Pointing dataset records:
_ _ _ _

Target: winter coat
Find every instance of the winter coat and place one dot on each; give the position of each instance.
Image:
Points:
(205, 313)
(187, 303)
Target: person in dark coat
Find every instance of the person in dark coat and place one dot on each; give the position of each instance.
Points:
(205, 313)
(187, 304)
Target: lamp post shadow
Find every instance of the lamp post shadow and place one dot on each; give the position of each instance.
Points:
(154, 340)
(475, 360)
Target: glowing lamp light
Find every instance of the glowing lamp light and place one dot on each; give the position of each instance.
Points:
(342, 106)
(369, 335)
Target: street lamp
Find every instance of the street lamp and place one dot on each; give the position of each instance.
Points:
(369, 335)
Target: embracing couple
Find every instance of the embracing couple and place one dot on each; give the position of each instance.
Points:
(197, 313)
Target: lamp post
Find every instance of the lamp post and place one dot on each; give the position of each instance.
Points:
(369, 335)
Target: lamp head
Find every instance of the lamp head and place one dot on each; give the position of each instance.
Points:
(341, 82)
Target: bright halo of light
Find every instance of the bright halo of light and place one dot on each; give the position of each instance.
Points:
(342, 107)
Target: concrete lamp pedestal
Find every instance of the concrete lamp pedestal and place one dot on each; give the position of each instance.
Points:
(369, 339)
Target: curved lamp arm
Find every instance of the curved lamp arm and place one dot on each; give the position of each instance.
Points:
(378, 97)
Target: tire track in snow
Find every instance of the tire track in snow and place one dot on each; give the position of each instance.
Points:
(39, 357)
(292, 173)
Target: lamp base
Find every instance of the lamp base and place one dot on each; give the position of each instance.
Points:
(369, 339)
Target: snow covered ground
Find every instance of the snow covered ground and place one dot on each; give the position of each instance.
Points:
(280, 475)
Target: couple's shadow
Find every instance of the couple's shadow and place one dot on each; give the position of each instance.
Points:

_ _ _ _

Can you print all of the records above again, line for line, with no changes?

Target: winter coat
Find every instance of the winter coat and place one dot on each; give the position of each instance.
Image:
Points:
(205, 313)
(187, 303)
Target: person in dark coat
Find every instance of the person in dark coat and place one dot on each; give the position of each instance.
Points:
(205, 313)
(187, 304)
Target: lamp post shadow
Find every instance of the lamp post shadow and place one dot on each; give the position of each instance.
Points:
(154, 340)
(475, 360)
Target: glowing lamp light
Find every instance of the glowing lamp light and place one dot on each; give the position of each instance.
Points:
(342, 106)
(369, 335)
Target: street lamp
Find every instance of the street lamp and place one dot on each; give the position of each instance.
Points:
(369, 335)
Target: embracing couple
Find every instance of the embracing couple and place one dot on each; give the position of each instance.
Points:
(197, 313)
Target: lamp post
Find every instance of the lamp post and place one dot on each; give the position of each instance.
Points:
(369, 335)
Target: lamp head
Find every instance of the lamp head and place one dot on each; give the position of each instance.
Points:
(341, 82)
Target: bright halo of light
Find every instance of the bright halo of light and place one dot on each; give the position of each instance.
Points:
(342, 107)
Target: concrete lamp pedestal
Find every instance of the concrete lamp pedestal and place one dot on each; give the position of each instance.
Points:
(369, 339)
Target: curved lamp arm
Find every instance of the curved lamp arm and place one dot on each; give the position of each instance.
Points:
(378, 97)
Target: tire track in snow
Find every instance of the tire track in snow and place one dot on each; give the position of each instance.
Points:
(39, 357)
(292, 173)
Target: lamp base
Find every instance of the lamp base and place one dot on each; give the position of each instance.
Points:
(369, 339)
Target: snow covered ground
Find every instance of the snow covered ground and place one dot on each; give the position of each instance.
Points:
(280, 475)
Target: couple's shadow
Find every instance of the couple's shadow and place one dot on each; give the position of each instance.
Points:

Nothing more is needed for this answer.